### What you should do
Reproduce the full listing that appears beneath this instruction exactly.
##### Working data
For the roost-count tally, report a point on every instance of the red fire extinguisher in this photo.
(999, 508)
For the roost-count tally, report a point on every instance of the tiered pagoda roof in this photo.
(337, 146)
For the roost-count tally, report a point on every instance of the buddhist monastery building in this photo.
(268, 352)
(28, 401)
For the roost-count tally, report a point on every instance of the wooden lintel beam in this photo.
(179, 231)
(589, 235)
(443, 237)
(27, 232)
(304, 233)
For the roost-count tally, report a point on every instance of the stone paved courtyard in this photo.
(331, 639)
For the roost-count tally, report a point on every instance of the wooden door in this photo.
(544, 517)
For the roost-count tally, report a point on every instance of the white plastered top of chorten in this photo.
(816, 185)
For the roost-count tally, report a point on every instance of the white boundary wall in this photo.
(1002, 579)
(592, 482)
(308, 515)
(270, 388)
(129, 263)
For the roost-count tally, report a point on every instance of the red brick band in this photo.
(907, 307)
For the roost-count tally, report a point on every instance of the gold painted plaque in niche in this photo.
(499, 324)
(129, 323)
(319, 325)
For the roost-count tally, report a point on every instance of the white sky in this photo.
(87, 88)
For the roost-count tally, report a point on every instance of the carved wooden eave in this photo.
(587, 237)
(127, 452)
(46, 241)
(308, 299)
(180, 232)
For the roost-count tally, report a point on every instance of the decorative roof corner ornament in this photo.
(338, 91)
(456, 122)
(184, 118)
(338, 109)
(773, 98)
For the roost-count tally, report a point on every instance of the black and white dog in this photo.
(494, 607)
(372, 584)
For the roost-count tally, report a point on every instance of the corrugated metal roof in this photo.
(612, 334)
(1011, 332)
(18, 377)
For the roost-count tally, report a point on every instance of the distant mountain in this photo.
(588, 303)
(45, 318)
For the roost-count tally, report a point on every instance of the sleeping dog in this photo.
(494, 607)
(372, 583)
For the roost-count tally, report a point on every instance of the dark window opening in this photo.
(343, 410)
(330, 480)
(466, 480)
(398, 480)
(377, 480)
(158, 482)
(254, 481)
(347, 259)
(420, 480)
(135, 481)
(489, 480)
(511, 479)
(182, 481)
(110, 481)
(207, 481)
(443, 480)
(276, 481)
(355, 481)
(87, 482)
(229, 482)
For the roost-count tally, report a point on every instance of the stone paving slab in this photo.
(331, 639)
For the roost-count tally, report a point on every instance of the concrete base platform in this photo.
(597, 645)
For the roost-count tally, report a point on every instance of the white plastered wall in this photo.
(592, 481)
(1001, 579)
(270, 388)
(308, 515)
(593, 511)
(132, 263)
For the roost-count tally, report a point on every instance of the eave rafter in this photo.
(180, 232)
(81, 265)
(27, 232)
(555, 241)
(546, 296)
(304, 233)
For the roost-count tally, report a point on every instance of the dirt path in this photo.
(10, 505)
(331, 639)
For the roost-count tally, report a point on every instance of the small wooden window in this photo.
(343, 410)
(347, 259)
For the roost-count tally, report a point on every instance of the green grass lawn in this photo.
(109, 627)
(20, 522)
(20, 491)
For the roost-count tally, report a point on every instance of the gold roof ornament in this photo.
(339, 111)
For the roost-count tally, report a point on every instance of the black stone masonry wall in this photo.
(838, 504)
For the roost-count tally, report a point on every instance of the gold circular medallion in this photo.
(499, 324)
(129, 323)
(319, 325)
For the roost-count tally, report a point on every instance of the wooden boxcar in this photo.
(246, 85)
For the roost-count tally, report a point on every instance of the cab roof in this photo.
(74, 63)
##########
### Result of this task
For the roost-count tally, report a point on every instance of the red fire extinguisher in this photo.
(999, 508)
For the roost-count tally, report a point on every instance of the tiered pagoda roof in this photo.
(337, 146)
For the roost-count tally, report a point on every instance of the buddhist monastery building in this photo.
(268, 352)
(28, 401)
For the roost-count tally, report a point on every instance of the wooden lintel beam in this photo.
(179, 231)
(589, 235)
(443, 237)
(27, 232)
(304, 233)
For the roost-count tally, report a point on every instance of the stone paved courtyard in this photo.
(331, 639)
For the roost-count tally, report a point on every instance of the wooden door in this photo.
(544, 517)
For the roost-count tally, report a point on every instance of the white plastered top of chorten in this photo.
(816, 185)
For the roost-count tally, report a point on every instance of the white boundary wall in this photo.
(1002, 579)
(592, 482)
(308, 515)
(270, 388)
(129, 263)
For the roost-count tally, report a point on every instance of the red brick band in this photo.
(907, 307)
For the roost-count tally, report a point on every instance of the gold painted plaque in niche in this photo.
(499, 324)
(129, 323)
(319, 325)
For the roost-count tally, report a point on every instance of the white sky in this photo.
(87, 88)
For the roost-count tally, report a point on every instance of the carved wooden eave in this photo.
(587, 237)
(127, 452)
(46, 241)
(308, 299)
(180, 232)
For the roost-count tally, report a point on every instance of the decorative roof corner ornament in this photo.
(338, 91)
(456, 122)
(184, 118)
(338, 109)
(773, 98)
For the roost-count tally, report a point on every instance of the black and white dog in this photo.
(494, 607)
(372, 584)
For the roost-count tally, report a point on every instance of the corrugated metal roof in this photo.
(612, 334)
(1011, 332)
(18, 377)
For the roost-count tally, report a point on every instance of the distant mountain in this photo.
(588, 303)
(45, 318)
For the roost-count tally, report a point on every instance of the sleeping dog in this photo.
(494, 607)
(372, 583)
For the roost-count tally, report a point on every instance of the dark window opening in this photo.
(343, 410)
(330, 480)
(466, 480)
(398, 480)
(377, 480)
(158, 482)
(254, 481)
(347, 259)
(420, 480)
(135, 481)
(489, 480)
(511, 479)
(182, 481)
(110, 481)
(207, 481)
(443, 480)
(276, 481)
(355, 481)
(87, 482)
(229, 482)
For the roost-count tally, report a point on every instance of the stone paving slab in this photo.
(331, 639)
For the roost-count tally, report a point on every instance of the concrete base platform in this photo.
(597, 645)
For the roost-count tally, report a point on every instance of the white plastered wall in this photo.
(592, 481)
(1001, 579)
(270, 388)
(308, 515)
(593, 511)
(132, 263)
For the roost-count tally, report a point on every instance of the eave rafter in this photo.
(180, 232)
(81, 265)
(27, 232)
(555, 241)
(546, 296)
(304, 233)
For the roost-count tally, report a point on every instance of the dirt path in this photo.
(10, 505)
(331, 639)
For the roost-count tally, report a point on every instance of the small wooden window in this photo.
(343, 410)
(347, 259)
For the roost-count tally, report a point on every instance of the green grass lawn in this photo.
(109, 627)
(20, 522)
(20, 491)
For the roost-count tally, report a point on every instance of the gold roof ornament in this photo.
(339, 111)
For the roost-count tally, report a point on every instance of the black stone masonry wall in this photo.
(838, 504)
For the roost-count tally, report a point on every instance of the gold circular medallion in this photo.
(499, 324)
(129, 323)
(319, 325)
For the roost-count tally, report a point on every instance of the wooden boxcar in this photo.
(246, 85)
For the roost-count tally, report a point on every instance of the cab roof in this photo.
(74, 63)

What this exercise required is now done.